** start of DATA ENTRIES **

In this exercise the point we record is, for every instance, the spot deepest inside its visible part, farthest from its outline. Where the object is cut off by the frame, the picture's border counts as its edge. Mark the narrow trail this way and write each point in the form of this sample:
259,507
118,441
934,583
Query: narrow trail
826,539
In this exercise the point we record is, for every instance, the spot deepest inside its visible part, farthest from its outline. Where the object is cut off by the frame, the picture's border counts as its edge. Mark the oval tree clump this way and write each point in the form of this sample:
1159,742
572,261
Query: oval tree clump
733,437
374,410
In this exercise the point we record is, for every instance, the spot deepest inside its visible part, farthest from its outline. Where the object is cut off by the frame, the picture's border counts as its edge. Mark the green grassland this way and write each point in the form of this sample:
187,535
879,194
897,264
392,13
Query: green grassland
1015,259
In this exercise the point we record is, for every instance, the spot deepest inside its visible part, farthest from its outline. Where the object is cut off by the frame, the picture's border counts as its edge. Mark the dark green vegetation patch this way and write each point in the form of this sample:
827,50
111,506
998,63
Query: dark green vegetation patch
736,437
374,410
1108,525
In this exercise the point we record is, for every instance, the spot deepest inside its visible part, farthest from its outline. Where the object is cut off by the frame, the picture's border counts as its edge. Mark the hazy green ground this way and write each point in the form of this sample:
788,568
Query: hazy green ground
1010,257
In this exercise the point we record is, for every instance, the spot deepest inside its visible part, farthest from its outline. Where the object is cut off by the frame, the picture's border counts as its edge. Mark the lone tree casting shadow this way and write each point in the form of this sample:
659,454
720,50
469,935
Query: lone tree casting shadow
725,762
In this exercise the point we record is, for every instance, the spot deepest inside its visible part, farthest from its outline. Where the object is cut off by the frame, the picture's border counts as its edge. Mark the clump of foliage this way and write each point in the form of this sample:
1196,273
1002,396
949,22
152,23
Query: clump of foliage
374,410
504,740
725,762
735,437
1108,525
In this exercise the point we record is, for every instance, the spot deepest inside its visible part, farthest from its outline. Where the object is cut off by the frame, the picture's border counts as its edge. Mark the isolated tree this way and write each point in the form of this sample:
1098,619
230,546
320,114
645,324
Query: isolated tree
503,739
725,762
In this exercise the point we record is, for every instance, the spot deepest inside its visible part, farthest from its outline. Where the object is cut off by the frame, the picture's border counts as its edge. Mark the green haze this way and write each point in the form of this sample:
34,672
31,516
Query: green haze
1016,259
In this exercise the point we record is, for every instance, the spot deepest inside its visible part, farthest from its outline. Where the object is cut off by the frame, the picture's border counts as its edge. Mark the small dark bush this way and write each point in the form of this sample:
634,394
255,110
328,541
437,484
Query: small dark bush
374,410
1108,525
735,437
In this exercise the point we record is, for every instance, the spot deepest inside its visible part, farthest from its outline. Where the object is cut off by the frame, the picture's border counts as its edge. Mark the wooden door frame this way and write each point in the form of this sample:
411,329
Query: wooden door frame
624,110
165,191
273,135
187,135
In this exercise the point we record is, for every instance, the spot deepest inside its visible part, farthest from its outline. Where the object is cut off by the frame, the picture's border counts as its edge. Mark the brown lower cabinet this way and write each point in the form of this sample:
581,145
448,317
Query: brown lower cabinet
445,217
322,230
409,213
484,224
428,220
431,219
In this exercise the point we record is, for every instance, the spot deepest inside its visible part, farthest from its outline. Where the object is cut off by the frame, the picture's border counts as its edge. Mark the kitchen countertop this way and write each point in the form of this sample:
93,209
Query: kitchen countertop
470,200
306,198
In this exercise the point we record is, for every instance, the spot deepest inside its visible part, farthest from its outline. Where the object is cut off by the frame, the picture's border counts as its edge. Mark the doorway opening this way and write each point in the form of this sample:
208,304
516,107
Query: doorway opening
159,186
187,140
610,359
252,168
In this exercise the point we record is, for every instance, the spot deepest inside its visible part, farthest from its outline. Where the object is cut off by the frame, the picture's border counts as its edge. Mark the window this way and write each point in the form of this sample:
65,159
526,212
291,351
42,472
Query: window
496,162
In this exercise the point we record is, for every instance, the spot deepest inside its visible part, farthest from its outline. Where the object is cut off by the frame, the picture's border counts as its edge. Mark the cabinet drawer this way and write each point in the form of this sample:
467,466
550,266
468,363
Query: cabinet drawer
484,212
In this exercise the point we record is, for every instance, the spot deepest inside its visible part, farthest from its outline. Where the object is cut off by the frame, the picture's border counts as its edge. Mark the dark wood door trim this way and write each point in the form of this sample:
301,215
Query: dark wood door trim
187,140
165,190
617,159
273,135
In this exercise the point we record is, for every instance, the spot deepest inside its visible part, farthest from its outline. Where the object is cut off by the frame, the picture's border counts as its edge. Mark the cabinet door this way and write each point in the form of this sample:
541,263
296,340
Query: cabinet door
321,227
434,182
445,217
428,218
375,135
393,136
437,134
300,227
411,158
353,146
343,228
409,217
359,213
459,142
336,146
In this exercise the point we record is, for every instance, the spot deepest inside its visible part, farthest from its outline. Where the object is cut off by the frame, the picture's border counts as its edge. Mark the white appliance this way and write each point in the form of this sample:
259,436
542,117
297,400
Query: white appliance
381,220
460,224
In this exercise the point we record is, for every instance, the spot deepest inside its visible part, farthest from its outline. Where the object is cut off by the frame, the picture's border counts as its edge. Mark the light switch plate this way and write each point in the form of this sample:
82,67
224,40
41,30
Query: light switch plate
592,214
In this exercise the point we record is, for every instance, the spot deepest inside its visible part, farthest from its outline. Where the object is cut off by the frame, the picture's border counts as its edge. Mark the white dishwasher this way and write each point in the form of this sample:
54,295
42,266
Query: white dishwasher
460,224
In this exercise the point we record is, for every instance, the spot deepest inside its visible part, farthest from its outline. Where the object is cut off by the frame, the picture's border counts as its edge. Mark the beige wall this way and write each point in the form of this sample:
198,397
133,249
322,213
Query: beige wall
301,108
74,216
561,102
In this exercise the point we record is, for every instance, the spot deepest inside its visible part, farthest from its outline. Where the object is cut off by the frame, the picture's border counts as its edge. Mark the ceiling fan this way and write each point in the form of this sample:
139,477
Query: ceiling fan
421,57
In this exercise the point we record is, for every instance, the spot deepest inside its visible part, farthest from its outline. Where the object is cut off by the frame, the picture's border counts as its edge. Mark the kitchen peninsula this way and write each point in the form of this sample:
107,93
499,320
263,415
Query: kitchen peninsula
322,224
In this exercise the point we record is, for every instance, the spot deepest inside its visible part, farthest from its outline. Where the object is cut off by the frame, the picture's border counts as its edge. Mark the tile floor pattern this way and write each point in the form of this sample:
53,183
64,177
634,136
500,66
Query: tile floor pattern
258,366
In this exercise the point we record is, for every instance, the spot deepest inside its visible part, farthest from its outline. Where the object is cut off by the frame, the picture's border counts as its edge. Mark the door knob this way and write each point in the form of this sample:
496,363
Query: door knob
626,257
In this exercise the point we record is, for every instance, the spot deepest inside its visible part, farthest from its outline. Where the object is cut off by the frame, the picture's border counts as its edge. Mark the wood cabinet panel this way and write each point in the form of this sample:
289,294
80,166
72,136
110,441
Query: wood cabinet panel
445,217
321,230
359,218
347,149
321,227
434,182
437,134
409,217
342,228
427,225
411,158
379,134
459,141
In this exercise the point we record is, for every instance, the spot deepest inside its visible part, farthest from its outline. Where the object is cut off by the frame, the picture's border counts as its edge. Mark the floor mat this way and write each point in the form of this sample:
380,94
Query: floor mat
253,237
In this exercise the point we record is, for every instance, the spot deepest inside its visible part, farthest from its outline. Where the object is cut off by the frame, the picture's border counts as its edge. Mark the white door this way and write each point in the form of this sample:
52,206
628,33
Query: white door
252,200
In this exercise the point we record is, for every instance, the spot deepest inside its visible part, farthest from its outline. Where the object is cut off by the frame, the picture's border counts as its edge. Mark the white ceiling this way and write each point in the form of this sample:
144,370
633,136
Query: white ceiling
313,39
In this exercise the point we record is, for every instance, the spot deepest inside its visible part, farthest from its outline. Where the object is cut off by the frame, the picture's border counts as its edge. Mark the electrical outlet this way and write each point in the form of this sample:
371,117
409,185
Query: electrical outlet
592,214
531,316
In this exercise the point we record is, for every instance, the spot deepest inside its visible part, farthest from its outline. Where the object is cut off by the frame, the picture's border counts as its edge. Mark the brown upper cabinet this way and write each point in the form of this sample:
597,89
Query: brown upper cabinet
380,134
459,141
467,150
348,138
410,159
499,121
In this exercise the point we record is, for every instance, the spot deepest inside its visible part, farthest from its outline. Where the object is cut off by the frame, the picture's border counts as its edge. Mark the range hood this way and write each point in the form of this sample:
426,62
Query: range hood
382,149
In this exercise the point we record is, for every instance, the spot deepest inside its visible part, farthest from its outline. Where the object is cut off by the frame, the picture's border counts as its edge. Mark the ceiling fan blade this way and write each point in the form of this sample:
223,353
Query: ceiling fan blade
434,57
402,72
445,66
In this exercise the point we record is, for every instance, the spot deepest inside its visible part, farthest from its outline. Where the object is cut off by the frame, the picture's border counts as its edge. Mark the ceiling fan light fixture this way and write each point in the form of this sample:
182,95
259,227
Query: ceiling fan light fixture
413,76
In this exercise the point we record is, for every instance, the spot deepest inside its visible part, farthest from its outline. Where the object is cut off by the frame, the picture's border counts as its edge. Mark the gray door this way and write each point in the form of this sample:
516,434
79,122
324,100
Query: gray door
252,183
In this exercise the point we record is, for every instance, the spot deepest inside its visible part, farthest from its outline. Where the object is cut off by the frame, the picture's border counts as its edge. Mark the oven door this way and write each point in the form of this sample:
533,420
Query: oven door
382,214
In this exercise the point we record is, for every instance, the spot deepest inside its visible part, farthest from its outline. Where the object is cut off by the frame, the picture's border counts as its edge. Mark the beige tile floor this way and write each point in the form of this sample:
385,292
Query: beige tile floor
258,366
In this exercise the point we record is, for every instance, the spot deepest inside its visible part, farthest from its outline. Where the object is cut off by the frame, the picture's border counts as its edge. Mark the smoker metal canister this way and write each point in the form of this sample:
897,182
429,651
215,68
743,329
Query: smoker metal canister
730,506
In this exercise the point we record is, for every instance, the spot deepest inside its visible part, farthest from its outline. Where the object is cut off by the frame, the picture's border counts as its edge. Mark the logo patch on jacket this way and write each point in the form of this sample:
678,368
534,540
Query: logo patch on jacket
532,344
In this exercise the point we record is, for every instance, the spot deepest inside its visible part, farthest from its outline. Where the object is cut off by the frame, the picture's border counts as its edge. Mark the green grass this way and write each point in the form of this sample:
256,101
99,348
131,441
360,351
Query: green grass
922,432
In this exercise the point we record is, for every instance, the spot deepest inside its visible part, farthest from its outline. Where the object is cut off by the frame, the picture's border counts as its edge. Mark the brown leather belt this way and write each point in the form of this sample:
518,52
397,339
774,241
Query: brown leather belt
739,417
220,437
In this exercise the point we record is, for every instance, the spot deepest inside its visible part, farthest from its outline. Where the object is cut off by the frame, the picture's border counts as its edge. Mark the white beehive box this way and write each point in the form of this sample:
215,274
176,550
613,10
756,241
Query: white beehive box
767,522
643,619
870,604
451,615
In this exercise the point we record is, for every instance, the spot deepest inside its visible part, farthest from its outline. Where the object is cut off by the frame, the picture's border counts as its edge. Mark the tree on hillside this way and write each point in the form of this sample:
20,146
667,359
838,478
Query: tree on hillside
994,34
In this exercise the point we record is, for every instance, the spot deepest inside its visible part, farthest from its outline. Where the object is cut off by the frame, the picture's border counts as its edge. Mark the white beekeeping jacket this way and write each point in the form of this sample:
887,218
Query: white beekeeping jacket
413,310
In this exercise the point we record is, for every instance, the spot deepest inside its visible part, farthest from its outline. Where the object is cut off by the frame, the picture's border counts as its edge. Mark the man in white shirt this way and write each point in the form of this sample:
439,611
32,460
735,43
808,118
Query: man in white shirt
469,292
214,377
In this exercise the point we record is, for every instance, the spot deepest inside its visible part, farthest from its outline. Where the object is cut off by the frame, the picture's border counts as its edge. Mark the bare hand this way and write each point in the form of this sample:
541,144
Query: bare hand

** end of DATA ENTRIES **

EXERCISE INSTRUCTIONS
Repeat, without changes, every line from the one that contains "the white beehive" through the final line of the data.

PROBLEM SOLUTION
In this exercise the point we record is, for every instance, the spot deepest inside its visible part, farthest from its outline. Where the object is cut off by the frame, the picture's border counts as its edge. Mark the white beehive box this way and write each point in the form of this sample:
215,274
176,550
613,10
756,241
Query: white beehive box
767,522
643,619
870,604
451,615
In this exercise the point we record is, for every instance, the spot deepest inside its visible part, farthest from its outline. Where the object is cut off by the frame, the picture's border counts as its edge. Mark the tree on hillside this way and write each point in the form of this sample:
20,146
667,359
838,478
Query: tree on hillside
994,34
In this exercise the point we record is, for every instance, the spot deepest inside its visible part, farthest from its outline. Where the object is cut off by the frame, the picture's border counts as its edge. Mark the white beekeeping jacket this way and write each point in the form of this sample:
887,218
Query: white beekeeping jacket
413,310
In this exercise the point we record is, for every instance, the spot deepest inside its visible part, farthest from its outline. Where the object is cut off by the frame, the picture's border counts as its edge. Mark the man in white shirt this way and write each point in the form of this sample:
439,611
32,460
735,43
808,118
Query: man in white shirt
469,292
214,377
In this exercise the point we record is, for every instance, the spot deepest inside its visible part, farthest from its outline. Where the object is cut off by the frame, the picture's border counts as its edge. Mark the bare hand this way and write each point in the form of this sample:
541,144
Query: bare hand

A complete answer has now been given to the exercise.